= The exercise =
Return all of the entries exactly, with nothing added or left out.

Start Records supplied

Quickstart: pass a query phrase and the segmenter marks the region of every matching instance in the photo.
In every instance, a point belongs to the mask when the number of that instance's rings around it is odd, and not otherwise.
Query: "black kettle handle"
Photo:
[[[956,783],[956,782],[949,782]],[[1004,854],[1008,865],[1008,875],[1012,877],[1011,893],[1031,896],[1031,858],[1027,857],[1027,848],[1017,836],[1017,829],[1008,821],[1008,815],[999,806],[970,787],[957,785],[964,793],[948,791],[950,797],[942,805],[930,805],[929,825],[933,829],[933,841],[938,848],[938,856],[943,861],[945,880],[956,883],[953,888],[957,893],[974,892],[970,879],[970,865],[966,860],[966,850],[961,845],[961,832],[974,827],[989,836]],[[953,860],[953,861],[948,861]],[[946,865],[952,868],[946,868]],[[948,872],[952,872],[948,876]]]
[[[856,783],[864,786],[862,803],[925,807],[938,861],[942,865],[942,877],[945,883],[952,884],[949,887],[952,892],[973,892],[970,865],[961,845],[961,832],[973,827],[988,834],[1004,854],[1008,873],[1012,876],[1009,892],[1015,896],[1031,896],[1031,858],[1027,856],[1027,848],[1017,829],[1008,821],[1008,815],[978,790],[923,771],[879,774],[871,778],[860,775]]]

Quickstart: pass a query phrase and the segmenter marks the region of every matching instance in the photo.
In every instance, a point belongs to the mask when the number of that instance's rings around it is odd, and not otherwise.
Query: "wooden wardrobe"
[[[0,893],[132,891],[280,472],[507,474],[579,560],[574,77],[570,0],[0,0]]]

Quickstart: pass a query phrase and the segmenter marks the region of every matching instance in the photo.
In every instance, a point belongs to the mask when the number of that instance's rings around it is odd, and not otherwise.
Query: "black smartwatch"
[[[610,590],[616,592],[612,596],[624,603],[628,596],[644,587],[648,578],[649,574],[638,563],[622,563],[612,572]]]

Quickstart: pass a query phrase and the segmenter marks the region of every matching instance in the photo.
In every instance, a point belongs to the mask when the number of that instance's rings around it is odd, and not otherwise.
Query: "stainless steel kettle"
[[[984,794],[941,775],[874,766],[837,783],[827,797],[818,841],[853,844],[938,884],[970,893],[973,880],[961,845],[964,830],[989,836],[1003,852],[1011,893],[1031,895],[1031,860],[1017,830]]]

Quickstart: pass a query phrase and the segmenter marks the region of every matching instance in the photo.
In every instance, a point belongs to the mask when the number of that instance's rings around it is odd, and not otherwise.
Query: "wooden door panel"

End Records supplied

= Solution to this problem =
Quickstart: pass a query phrase and the segmenter marks the region of every matching instance in the photo.
In every instance, a point belongs to the mask when the number of that instance's rings around it is odd, and not otherwise.
Query: "black kettle handle"
Photo:
[[[956,783],[956,782],[949,782]],[[1004,854],[1008,865],[1008,875],[1012,877],[1011,893],[1031,896],[1031,858],[1027,857],[1027,848],[1017,836],[1017,829],[1008,821],[1008,815],[999,806],[970,787],[957,785],[964,793],[948,791],[950,797],[942,805],[930,805],[929,825],[933,829],[933,841],[938,848],[938,856],[943,861],[945,880],[956,883],[953,888],[957,893],[974,892],[970,879],[970,865],[966,860],[966,850],[961,845],[961,832],[974,827],[989,836]],[[953,860],[953,861],[948,861]],[[946,865],[952,868],[946,868]],[[948,872],[952,872],[948,876]]]
[[[856,783],[864,786],[862,803],[925,807],[938,861],[942,865],[942,877],[945,883],[952,884],[949,887],[952,892],[973,892],[970,865],[961,845],[961,832],[973,827],[988,834],[1004,854],[1008,873],[1012,876],[1009,892],[1015,896],[1031,896],[1031,858],[1027,856],[1027,848],[1017,829],[1008,821],[1008,815],[978,790],[923,771],[879,774],[871,778],[860,775]]]

Quickstart: pass a query phrase and the segmenter marks the region of every matching instance in the photo.
In every instance, a point belongs to the mask when the number of that instance's rings around it is odd, and not otherwise.
Query: "wooden wardrobe"
[[[0,893],[132,891],[280,472],[507,474],[579,560],[574,77],[570,0],[0,0]]]

Quickstart: pass a query phrase and the segmenter marks the region of every matching instance in the photo.
In every instance, a point belongs to the mask when the number of that instance's rings around it is odd, and not otherwise.
Query: "black smartwatch"
[[[610,590],[616,592],[612,596],[624,603],[628,596],[644,587],[648,578],[649,574],[638,563],[622,563],[612,572]]]

Quickstart: pass a query phrase and the segmenter marks the region of every matching instance in the photo.
In every instance, a point belongs to the mask when the number of that instance's rings around it is odd, and not otherwise.
Query: "stainless steel kettle"
[[[984,794],[941,775],[874,766],[837,783],[827,797],[818,841],[853,844],[938,884],[970,893],[973,880],[961,845],[964,830],[989,836],[1003,852],[1011,893],[1031,895],[1031,860],[1017,830]]]

Quickstart: pass a query phrase and the segmenter marks the region of every matching instance in the photo.
In every instance, a point belongs to the mask when the number of that instance's rings around it is odd, and not otherwise.
Query: "wooden door panel"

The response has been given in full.